[Text]
──────

Step 4: Get Product Review Data
Overview
This endpoint gives you the ability to extract reviews on activated products (review_retrieval field set to “true”). Once initial historical data has been collected, we will continue to crawl activated products to deliver new reviews (the delta from what was collected, if any) in up to every 48 hours. Users will receive data in descending order.
URL Structure:
- Use the following url to access the “Get Product Review Data” endpoint.
Example:
- As a user, I want to see the review data for a specific product uuid.

──────

[Dataset extract]

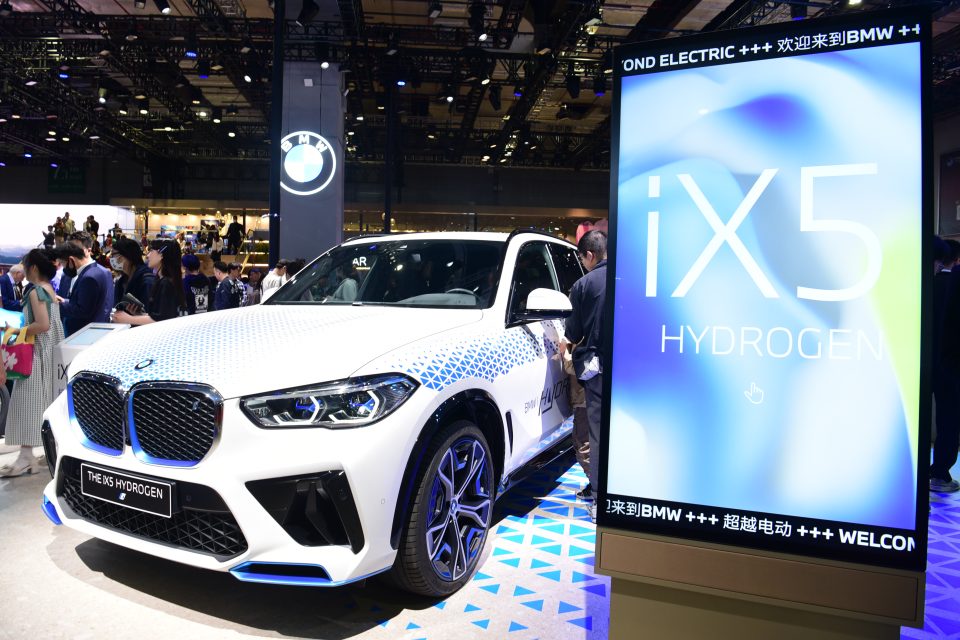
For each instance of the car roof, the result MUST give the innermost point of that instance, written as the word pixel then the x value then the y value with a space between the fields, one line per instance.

──────

[What to work on]
List every heading line in the product review endpoint text, including its title line. The material has no connection to the product review endpoint text.

[Reply to the task]
Step 4: Get Product Review Data
Overview
URL Structure:
Example: